EXERCISE AIM: Below is a listing; restate from it, character for character, the lines beginning at the line holding "TARGET: cumulus cloud" and ending at the line holding "TARGET: woman's arm", both included.
[Start of Attachment]
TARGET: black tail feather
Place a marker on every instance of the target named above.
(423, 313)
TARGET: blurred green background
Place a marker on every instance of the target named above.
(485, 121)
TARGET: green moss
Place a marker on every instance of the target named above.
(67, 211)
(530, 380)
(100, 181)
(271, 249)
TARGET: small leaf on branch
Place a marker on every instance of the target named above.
[End of Attachment]
[Start of Attachment]
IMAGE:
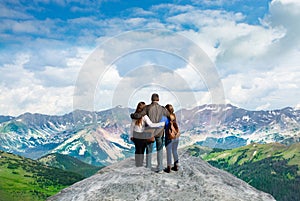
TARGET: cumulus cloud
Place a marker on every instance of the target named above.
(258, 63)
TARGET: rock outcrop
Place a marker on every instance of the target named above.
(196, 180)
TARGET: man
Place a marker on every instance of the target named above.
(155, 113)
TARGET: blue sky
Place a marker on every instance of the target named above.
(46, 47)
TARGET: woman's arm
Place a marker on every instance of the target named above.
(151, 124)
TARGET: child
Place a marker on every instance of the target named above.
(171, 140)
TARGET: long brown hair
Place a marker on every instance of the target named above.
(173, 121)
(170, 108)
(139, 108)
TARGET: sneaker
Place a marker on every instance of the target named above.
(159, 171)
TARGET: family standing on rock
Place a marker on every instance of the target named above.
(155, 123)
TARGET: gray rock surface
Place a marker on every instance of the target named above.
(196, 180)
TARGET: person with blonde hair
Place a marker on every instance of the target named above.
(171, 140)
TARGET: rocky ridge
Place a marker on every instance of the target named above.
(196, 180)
[End of Attachment]
YOUR SOLUTION:
TARGET: cumulus cloud
Place a marker on every instance of the target named above.
(258, 63)
TARGET: rock outcrop
Place a marker on every instance of the target named above.
(196, 180)
TARGET: man
Place a marker on every instance of the target named above.
(155, 113)
TARGET: blue sky
Place a marker on every instance of the target named above.
(46, 47)
TARGET: woman's arm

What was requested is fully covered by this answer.